Text block ▸
BEGIN
Processing continues at operation 1002, where a received bitstream including camera parameter flags and indicators is received and decoded using any suitable technique or techniques. Notably, the bitstream may include any flags, parameters, indicators, etc. as discussed with respect to FIG. 9, which may be decoded to reconstruct. Processing continues at operation 1002, where a first camera parameter type is selected. For example, each of the discussed camera parameters may be processed in turn.
Processing continues at decision operation 904, where a determination is made as to whether, for the selected camera parameter type, a particular or shared parameter value flag for the selected camera parameter type is set to on (e.g., 1). If not, processing continues at operation 1005, where a camera parameter value is decoded for each of the cameras of the camera array. For example, due to the cameras not sharing a particular or shared parameter value, the value for each camera is then decoded separately.
If the particular or shared parameter value flag for the selected camera parameter type is set to on (e.g., 1), processing continues at operation 1006, where an indicator or value or the like of the particular or shared parameter value is decoded and set for all of the cameras in the camera array. That is, each camera is assigned the same value (or in the context of position information, the position of each camera is determined using the decoded information as discussed below) for the particular or shared parameter value. Operations 1004-1006 provide for the decode of efficiently packed camera information such that shared camera information may be flagged and encoded once. For example, if the focal length for each of the cameras in the camera is the same, a shared focal length flag (or focal length flag or the like) may be decoded to be on (e.g., 1) and the shared or particular focal length or an indicator thereof is decoded and assigned to each camera. However, if the shared focal length flag is decoded to be off (e.g., 0), the focal length of each camera is separately decoded. As with encode, in some embodiments, a shared flag of 1 may be set and indicators transmitted that are applied until the flag is switched to 0 and then new parameters are sent. For example, each camera may be assigned a flag of 1 to indicate the share is continued for the camera. The first camera with a differing focal length is then flagged to 0 and new parameters are sent it is noted that such flags may be set for a number of cameras and then changed.
END
Written request ▸ Restate the part of the camera parameter decoding text that opens with the words "Processing continues at decision" and closes with "then decoded separately.", putting "decoded individually" in place of "decoded separately".

Entries supplied ▸
BEGIN
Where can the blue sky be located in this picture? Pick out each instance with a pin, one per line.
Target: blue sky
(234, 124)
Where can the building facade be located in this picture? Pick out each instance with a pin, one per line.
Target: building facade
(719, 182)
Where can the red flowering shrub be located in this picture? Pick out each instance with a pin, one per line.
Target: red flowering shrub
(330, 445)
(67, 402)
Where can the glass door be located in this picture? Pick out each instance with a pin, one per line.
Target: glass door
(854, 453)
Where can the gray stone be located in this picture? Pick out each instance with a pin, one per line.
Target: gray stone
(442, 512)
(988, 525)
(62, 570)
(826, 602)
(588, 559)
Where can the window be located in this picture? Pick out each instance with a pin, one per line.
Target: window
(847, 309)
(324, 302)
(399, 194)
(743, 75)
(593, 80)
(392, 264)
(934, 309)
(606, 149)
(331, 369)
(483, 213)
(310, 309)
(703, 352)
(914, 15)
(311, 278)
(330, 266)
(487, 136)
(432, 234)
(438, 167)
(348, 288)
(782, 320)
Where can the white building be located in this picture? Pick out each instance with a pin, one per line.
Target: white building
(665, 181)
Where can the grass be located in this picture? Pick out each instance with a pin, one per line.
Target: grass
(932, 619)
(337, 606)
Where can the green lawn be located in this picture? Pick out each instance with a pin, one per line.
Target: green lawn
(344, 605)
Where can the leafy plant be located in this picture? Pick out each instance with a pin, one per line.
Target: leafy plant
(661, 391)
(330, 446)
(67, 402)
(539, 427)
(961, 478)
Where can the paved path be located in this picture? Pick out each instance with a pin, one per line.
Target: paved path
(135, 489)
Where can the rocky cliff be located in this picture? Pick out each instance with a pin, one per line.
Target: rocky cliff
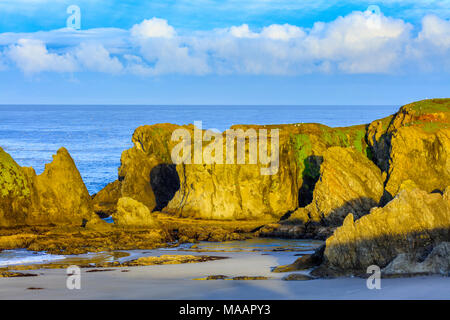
(410, 225)
(226, 191)
(58, 196)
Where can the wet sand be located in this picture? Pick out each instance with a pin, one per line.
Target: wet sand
(176, 282)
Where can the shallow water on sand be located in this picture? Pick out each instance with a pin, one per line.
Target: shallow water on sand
(11, 258)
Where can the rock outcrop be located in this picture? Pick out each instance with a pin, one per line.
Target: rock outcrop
(56, 197)
(227, 191)
(413, 221)
(132, 213)
(434, 261)
(414, 144)
(15, 192)
(348, 182)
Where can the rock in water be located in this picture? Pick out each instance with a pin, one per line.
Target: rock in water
(105, 202)
(58, 196)
(435, 262)
(15, 192)
(413, 220)
(61, 197)
(133, 213)
(414, 144)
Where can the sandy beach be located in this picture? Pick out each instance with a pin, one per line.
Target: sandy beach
(177, 282)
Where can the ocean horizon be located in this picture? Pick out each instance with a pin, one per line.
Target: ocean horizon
(96, 135)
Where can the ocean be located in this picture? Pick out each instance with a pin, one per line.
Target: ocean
(97, 135)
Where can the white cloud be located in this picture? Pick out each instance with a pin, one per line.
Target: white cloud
(242, 31)
(435, 31)
(153, 28)
(94, 57)
(32, 56)
(282, 32)
(361, 42)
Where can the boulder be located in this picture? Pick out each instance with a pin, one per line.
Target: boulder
(60, 195)
(412, 221)
(56, 197)
(133, 213)
(414, 145)
(305, 262)
(15, 192)
(349, 182)
(435, 262)
(105, 201)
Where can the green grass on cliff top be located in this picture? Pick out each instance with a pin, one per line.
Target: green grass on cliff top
(430, 106)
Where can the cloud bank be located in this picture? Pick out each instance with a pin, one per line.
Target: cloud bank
(359, 43)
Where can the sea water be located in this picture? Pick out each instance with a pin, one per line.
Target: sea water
(96, 136)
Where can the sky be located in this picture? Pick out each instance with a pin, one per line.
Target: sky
(303, 52)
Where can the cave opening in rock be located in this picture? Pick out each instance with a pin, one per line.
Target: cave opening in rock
(310, 175)
(165, 182)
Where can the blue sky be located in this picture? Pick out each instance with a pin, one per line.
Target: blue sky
(224, 52)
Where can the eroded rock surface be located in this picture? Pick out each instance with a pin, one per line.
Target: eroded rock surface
(58, 196)
(412, 221)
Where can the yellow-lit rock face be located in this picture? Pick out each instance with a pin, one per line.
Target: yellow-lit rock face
(410, 222)
(15, 192)
(420, 156)
(132, 213)
(349, 182)
(414, 144)
(58, 196)
(233, 191)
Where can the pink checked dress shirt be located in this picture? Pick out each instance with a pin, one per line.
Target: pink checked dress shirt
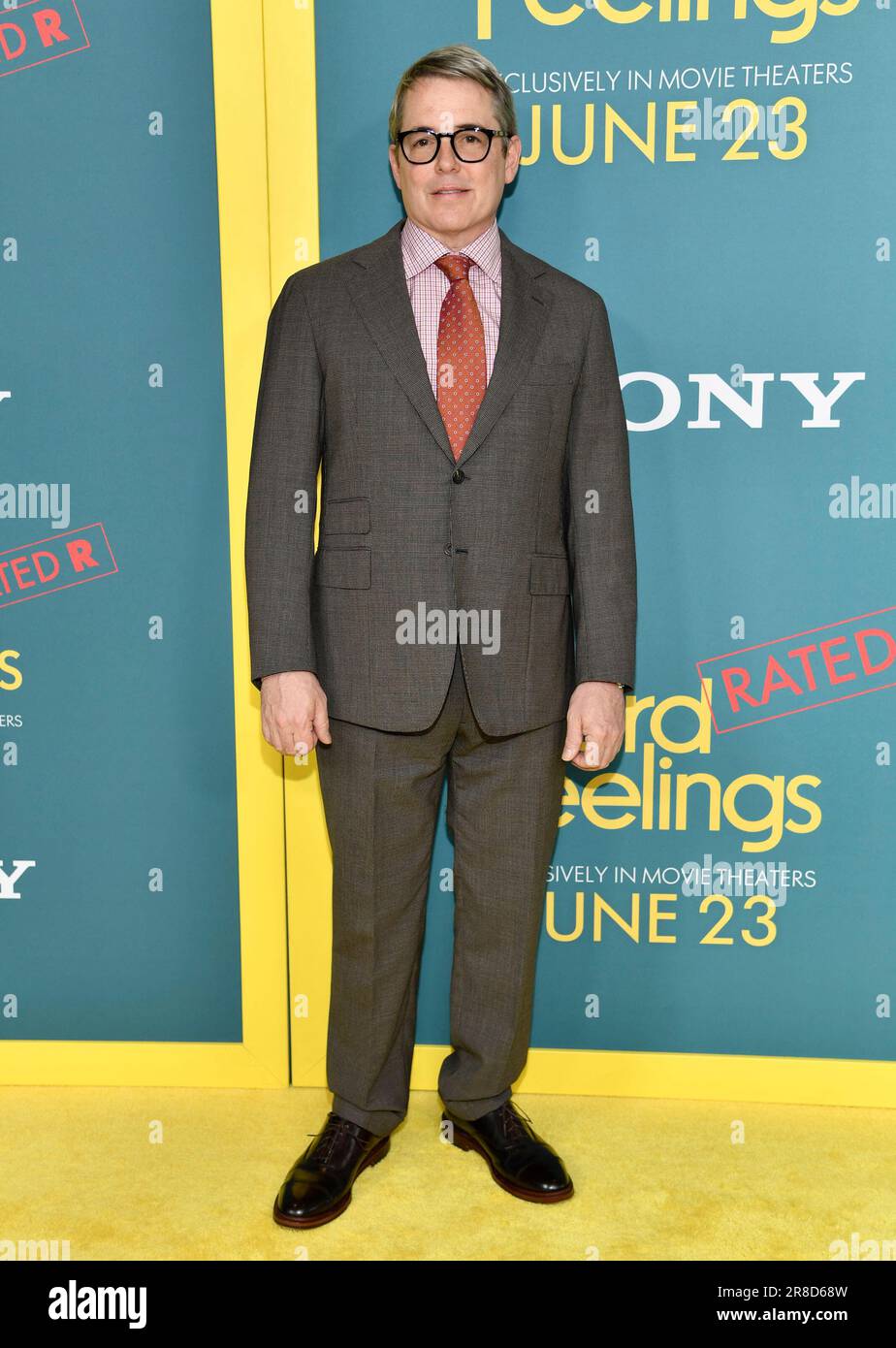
END
Problem solution ▸
Processing continues at decision operation 904, where a determination is made as to whether, for the selected camera parameter type, a particular or shared parameter value flag for the selected camera parameter type is set to on (e.g., 1). If not, processing continues at operation 1005, where a camera parameter value is decoded for each of the cameras of the camera array. For example, due to the cameras not sharing a particular or shared parameter value, the value for each camera is then decoded individually.